* _What to do_:
Repeat the data. Keep each line identical.

Referring expression pointing data

>>

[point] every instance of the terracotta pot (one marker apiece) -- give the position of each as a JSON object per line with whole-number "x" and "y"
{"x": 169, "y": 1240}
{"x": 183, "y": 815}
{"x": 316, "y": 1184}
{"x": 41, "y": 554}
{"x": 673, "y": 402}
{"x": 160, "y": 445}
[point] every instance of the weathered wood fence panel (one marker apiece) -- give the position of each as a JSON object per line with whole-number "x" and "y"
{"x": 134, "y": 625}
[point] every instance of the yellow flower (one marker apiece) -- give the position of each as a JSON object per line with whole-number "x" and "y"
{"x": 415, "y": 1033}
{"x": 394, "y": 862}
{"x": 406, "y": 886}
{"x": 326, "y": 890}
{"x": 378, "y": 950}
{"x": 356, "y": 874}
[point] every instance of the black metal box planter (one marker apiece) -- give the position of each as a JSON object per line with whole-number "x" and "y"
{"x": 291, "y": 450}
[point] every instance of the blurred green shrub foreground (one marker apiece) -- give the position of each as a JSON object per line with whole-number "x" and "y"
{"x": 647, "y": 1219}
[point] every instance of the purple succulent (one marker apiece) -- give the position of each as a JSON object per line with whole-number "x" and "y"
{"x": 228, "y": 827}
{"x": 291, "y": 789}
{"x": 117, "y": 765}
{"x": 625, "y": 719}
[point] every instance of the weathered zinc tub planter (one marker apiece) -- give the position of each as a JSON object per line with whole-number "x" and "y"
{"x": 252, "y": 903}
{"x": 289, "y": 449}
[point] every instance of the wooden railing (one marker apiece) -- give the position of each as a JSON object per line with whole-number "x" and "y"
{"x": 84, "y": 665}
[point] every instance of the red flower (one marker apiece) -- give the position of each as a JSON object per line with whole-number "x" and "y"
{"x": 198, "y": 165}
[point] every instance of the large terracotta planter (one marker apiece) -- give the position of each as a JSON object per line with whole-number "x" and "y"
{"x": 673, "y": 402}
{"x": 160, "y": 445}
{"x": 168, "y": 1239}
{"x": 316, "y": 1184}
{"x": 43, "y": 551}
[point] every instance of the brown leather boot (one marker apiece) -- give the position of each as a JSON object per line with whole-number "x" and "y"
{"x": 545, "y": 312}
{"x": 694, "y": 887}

<<

* _Completed exercise_:
[point] every instance of the terracotta pot (one marker apiece) -- give the position of each as a JSON object per line with whole-number "x" and "y"
{"x": 169, "y": 1240}
{"x": 183, "y": 815}
{"x": 316, "y": 1184}
{"x": 41, "y": 554}
{"x": 673, "y": 402}
{"x": 160, "y": 445}
[point] every instance of the weathered wood fence panel (one marker apiece) -- give the position of each as a JSON object per line with whole-number "x" and "y"
{"x": 134, "y": 625}
[point] every instance of the yellow flower (one marker apiece) -- give the position of each as a JSON object per line with whole-number "x" and "y"
{"x": 415, "y": 1033}
{"x": 394, "y": 862}
{"x": 406, "y": 886}
{"x": 326, "y": 890}
{"x": 378, "y": 950}
{"x": 356, "y": 874}
[point] every instance of the black metal box planter (one marker apiece) -- give the position of each as a JSON object per line with whole-number "x" and "y"
{"x": 291, "y": 450}
[point] every instance of the blurred green shrub foreground (one marker apiece) -- give the position of each as a JSON object per line with whole-number "x" and "y"
{"x": 647, "y": 1219}
[point] every instance of the purple succulent (one marker apiece) -- give the position of each as a JSON object per line with whole-number "x" and "y"
{"x": 228, "y": 827}
{"x": 291, "y": 789}
{"x": 117, "y": 765}
{"x": 625, "y": 719}
[point] every instance of the weathered zinc tub planter (one marker apiece) -- give the position of each as a JSON object per line with whole-number "x" and "y"
{"x": 252, "y": 903}
{"x": 289, "y": 449}
[point] every instance of the wooden railing (one marker apiece) -- give the position of each as a JSON object per line with whole-number "x" and "y"
{"x": 84, "y": 665}
[point] every instance of the red flower (one marker apiece) -- give the position of each as a JSON object per line with whole-number "x" and "y"
{"x": 198, "y": 165}
[point] every instance of the large terracotta planter (one marker apiece) -- give the position of each as a JSON object per line with whole-number "x" and "y"
{"x": 673, "y": 402}
{"x": 160, "y": 445}
{"x": 168, "y": 1239}
{"x": 316, "y": 1184}
{"x": 43, "y": 551}
[point] every instance of the brown leather boot (one marker apiece) -- give the position of each as a JSON object per line with whole-number "x" and "y"
{"x": 545, "y": 312}
{"x": 694, "y": 887}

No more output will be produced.